++++ Text ++++

Abstract

David Keilin was born on 21 March 1887, in Moscow, where his parents were residing temporarily at that time. Soon afterwards however he returned with his parents to Poland where his father, a successful businessman, had his office and owned some land. He was the fourth child of a family of seven, and the youngest of three sons. School days in Warsaw Although afflicted early in his childhood by asthma, an ailment which continued to trouble him in later life, he retained very happy memories of the school days spent in Warsaw. As a delicate boy he was educated up to the age of 10 by a governess at home, and by his mother whose memory he treasured as that of a wise and kind and at the same time highly energetic woman. In 1897 he entered the Gόrski Gymnasium in Warsaw, a private Polish high-school (the state schools at that time were Russian). This establishment directed by Mr Gόrski, achieved distinction in Polish history of that period both for its high standards of education as well as on account of its patriotic spirit, which on more than one occasion brought its teaching staff and the pupils into conflict with the Tsarist government. Nothing unfortunately remains today of the records of that school which, with the rest of the city, was burned and razed to the ground by the Nazis after the Warsaw rising of 1944. In September 1904, three months after his graduation from the Gόrski Gymnasium, David Keilin left Warsaw to seek education abroad, first in Liège and later in Paris, planning eventually to become a doctor of medicine.

++++ Entries shown ++++

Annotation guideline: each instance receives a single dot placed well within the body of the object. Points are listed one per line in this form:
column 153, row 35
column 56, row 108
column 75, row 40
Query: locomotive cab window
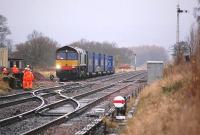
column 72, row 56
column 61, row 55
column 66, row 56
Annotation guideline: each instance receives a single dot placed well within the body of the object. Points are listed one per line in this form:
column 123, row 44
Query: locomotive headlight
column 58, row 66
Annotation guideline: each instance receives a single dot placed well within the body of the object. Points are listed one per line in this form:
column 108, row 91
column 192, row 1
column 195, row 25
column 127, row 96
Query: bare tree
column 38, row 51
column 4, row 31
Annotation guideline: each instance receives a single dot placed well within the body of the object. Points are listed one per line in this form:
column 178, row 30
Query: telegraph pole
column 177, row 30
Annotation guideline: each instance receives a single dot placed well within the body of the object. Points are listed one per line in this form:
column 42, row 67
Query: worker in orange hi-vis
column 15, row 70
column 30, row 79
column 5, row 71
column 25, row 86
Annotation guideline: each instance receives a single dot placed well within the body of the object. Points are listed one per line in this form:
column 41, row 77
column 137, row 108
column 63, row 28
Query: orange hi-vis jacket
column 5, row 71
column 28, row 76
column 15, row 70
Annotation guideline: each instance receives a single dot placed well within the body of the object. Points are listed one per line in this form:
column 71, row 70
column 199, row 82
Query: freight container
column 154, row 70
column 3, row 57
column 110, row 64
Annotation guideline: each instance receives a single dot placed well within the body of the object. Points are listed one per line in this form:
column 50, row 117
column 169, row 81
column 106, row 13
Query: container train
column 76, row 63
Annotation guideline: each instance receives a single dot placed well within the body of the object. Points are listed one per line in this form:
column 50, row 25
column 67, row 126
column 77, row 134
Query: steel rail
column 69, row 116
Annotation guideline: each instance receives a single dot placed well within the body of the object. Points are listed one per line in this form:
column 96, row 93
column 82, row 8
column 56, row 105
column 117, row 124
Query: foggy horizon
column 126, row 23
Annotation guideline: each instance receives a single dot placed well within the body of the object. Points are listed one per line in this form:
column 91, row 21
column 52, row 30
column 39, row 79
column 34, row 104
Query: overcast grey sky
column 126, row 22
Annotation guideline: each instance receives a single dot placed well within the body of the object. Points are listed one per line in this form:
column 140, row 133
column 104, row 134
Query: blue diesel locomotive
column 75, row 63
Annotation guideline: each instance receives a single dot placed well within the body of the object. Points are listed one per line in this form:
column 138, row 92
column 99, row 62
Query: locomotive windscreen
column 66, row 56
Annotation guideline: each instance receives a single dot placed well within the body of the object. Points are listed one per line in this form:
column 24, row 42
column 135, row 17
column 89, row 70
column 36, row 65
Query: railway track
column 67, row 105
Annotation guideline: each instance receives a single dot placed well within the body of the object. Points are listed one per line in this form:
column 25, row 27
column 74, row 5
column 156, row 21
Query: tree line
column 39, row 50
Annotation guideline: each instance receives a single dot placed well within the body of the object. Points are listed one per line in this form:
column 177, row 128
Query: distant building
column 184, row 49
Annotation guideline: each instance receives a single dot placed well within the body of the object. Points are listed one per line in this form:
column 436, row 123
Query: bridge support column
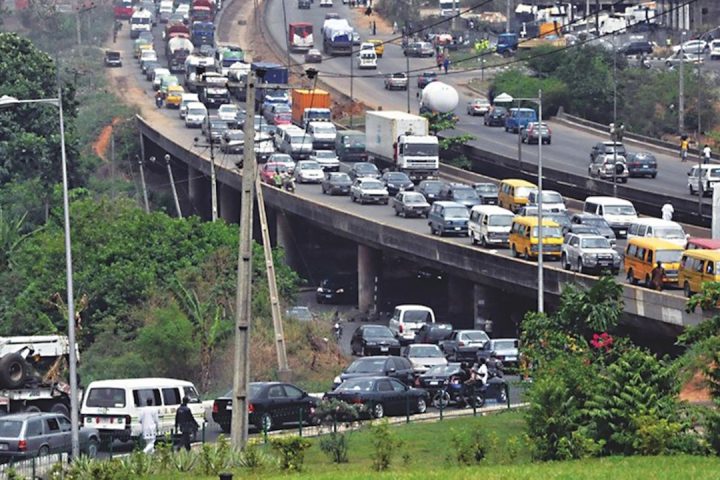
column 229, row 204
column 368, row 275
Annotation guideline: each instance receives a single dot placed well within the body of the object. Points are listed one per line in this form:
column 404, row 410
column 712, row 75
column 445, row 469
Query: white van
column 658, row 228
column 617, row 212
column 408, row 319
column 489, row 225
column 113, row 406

++++
++++ Entries shown ++++

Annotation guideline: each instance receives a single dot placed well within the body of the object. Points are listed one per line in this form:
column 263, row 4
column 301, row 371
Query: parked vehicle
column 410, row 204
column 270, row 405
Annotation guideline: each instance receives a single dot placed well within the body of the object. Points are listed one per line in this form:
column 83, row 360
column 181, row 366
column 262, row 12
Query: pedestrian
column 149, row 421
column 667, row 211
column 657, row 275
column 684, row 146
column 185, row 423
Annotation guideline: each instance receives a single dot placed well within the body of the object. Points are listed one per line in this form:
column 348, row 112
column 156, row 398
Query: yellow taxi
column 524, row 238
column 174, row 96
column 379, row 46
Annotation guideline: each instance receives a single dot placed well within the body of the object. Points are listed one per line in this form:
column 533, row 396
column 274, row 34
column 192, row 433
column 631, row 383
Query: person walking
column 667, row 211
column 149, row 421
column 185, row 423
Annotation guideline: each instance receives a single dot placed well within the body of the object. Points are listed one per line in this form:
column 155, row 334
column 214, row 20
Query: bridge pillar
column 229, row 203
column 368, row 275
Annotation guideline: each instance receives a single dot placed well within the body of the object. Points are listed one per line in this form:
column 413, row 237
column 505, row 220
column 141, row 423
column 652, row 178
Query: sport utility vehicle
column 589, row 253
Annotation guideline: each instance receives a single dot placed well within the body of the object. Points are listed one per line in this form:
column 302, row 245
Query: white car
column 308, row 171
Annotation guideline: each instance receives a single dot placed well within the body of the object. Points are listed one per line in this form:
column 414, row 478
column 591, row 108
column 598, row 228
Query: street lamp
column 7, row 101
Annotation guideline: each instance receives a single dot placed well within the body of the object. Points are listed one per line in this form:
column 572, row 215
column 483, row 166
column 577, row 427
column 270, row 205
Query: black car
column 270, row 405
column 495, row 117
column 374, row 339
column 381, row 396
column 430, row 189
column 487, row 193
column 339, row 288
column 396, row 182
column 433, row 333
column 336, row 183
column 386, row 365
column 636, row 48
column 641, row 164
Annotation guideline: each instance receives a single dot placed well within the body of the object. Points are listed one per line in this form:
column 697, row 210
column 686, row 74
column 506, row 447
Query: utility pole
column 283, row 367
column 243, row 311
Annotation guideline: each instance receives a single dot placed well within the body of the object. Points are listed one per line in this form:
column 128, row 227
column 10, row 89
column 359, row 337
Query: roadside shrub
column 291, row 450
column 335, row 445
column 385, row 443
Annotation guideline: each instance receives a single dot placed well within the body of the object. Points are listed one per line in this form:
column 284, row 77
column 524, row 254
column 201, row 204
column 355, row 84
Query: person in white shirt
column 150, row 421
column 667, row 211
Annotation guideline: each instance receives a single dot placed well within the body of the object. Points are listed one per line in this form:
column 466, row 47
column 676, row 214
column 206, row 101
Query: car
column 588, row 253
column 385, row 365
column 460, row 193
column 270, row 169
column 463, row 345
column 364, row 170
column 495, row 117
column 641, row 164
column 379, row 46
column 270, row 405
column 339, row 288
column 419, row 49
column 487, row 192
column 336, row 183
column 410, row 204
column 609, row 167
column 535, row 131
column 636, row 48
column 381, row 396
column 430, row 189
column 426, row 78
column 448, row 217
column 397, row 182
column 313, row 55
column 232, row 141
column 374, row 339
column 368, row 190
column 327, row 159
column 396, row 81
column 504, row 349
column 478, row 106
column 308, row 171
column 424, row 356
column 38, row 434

++++
++++ Entries shown ++++

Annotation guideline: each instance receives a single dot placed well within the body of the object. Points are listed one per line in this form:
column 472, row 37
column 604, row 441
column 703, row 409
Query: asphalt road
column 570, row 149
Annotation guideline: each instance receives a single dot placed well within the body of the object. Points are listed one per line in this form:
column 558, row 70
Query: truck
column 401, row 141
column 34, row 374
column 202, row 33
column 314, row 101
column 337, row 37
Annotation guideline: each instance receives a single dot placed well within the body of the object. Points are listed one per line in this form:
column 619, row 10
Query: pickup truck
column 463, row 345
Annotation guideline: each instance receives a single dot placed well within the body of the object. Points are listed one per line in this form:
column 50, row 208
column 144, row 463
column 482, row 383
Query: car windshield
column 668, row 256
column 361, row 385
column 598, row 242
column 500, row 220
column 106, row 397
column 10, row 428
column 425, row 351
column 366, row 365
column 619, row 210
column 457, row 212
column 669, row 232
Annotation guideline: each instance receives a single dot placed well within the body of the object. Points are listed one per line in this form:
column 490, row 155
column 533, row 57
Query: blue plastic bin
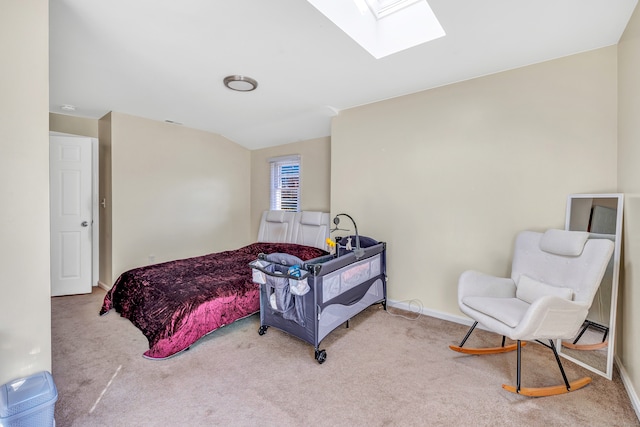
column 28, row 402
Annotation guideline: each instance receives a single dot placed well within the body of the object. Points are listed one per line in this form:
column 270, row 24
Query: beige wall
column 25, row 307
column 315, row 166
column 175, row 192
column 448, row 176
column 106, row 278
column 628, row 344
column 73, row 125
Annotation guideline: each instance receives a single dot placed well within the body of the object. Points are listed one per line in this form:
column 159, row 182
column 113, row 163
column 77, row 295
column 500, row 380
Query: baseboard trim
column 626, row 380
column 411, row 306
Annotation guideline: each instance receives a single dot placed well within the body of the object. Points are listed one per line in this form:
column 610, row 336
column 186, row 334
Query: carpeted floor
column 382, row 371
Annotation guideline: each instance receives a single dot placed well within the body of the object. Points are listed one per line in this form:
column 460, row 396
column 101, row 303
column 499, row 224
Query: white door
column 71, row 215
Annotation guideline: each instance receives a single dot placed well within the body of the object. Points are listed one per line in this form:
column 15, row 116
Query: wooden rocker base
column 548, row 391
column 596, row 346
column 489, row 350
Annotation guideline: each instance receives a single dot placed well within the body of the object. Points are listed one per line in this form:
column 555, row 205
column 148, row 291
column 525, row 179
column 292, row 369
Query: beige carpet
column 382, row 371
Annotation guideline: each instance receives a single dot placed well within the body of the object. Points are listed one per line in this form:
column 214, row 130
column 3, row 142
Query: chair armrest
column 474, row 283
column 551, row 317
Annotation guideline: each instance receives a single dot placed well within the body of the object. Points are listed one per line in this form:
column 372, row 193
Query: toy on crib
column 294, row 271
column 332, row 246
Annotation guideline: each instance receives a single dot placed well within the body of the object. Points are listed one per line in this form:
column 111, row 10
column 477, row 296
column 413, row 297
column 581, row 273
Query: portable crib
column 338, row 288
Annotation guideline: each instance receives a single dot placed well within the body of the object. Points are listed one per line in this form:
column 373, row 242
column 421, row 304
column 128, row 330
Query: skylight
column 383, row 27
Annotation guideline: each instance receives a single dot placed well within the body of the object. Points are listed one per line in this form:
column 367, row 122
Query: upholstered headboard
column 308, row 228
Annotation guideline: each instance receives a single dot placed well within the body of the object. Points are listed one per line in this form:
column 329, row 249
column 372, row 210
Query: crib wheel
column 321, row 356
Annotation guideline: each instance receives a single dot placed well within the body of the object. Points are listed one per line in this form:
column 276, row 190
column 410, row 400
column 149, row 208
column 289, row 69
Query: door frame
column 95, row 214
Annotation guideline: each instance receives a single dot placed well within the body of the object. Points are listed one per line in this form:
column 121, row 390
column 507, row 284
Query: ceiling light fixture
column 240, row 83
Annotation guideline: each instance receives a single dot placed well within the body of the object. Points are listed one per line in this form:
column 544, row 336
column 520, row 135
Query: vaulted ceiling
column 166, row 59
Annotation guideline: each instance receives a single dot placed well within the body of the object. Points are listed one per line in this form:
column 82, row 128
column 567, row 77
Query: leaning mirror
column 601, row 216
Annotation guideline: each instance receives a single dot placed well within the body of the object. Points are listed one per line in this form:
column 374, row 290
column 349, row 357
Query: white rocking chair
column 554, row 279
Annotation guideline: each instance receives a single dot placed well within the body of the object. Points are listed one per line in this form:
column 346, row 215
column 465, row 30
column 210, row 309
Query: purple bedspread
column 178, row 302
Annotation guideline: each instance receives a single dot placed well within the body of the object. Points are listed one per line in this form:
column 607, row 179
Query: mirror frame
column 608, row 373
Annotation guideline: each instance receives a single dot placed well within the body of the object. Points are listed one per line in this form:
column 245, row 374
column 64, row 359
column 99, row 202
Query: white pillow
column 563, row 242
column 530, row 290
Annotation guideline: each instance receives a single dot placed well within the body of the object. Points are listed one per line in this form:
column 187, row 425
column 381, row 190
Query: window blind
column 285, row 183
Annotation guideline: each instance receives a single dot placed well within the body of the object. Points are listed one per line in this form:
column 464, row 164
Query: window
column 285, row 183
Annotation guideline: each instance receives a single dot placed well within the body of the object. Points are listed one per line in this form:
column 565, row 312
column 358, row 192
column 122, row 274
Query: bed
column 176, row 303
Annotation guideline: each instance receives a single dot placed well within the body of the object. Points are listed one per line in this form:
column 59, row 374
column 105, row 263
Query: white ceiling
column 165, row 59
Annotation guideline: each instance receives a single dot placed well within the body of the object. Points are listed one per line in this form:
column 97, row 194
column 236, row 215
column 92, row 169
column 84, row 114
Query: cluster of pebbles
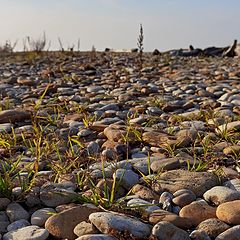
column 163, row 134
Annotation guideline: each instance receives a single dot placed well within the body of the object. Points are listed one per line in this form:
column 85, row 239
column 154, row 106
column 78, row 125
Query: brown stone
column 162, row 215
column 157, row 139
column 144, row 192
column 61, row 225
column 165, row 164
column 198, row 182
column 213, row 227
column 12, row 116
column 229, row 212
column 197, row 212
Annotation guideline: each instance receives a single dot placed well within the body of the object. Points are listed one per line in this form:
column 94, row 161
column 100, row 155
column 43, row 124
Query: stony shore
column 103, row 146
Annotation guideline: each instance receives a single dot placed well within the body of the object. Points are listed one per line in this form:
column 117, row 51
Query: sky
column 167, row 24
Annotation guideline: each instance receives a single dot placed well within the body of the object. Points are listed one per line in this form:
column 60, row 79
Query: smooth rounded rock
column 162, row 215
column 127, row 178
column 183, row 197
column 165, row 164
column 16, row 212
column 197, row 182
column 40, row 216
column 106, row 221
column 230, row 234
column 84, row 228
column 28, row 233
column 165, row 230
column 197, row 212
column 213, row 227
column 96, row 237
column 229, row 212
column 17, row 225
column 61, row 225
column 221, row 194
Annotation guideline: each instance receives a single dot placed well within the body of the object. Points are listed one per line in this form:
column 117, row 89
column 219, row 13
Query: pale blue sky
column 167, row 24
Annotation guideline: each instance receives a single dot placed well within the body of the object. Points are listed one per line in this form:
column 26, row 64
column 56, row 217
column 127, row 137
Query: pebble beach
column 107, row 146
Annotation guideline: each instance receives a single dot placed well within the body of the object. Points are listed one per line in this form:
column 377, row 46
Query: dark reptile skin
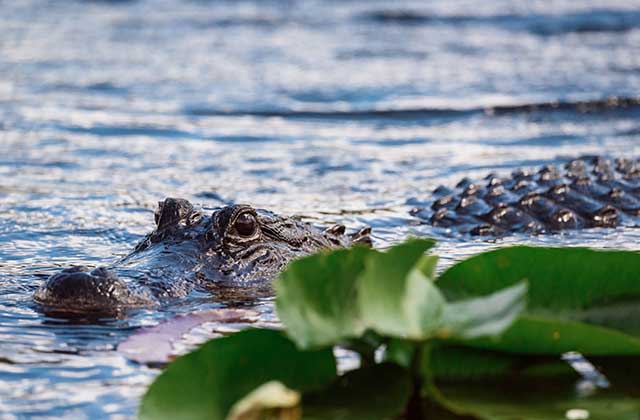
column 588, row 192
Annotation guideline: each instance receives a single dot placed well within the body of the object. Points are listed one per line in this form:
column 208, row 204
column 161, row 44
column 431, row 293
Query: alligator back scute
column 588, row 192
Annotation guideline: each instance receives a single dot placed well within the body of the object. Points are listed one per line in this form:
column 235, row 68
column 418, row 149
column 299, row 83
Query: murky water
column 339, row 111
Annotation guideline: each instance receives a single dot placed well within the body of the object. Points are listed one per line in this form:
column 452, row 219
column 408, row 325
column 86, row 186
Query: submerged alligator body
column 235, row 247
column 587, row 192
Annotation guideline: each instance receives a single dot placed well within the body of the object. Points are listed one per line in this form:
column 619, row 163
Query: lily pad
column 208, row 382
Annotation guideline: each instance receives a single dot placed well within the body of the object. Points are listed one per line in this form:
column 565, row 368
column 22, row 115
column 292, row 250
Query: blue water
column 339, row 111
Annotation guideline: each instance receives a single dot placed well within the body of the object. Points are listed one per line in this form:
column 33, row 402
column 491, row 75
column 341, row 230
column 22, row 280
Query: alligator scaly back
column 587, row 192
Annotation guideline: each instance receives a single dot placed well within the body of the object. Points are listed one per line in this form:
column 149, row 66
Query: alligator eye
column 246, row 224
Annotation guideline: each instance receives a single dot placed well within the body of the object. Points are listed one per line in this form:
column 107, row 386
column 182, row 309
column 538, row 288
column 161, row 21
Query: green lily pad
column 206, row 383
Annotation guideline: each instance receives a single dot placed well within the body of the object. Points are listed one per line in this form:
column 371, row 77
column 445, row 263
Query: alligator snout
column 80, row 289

++++

## Exercise aim
Copy out the whole text about David Keilin from above, changing nothing.

## Response box
Abstract

David Keilin was born on 21 March 1887, in Moscow, where his parents were residing temporarily at that time. Soon afterwards however he returned with his parents to Poland where his father, a successful businessman, had his office and owned some land. He was the fourth child of a family of seven, and the youngest of three sons. School days in Warsaw Although afflicted early in his childhood by asthma, an ailment which continued to trouble him in later life, he retained very happy memories of the school days spent in Warsaw. As a delicate boy he was educated up to the age of 10 by a governess at home, and by his mother whose memory he treasured as that of a wise and kind and at the same time highly energetic woman. In 1897 he entered the Gόrski Gymnasium in Warsaw, a private Polish high-school (the state schools at that time were Russian). This establishment directed by Mr Gόrski, achieved distinction in Polish history of that period both for its high standards of education as well as on account of its patriotic spirit, which on more than one occasion brought its teaching staff and the pupils into conflict with the Tsarist government. Nothing unfortunately remains today of the records of that school which, with the rest of the city, was burned and razed to the ground by the Nazis after the Warsaw rising of 1944. In September 1904, three months after his graduation from the Gόrski Gymnasium, David Keilin left Warsaw to seek education abroad, first in Liège and later in Paris, planning eventually to become a doctor of medicine.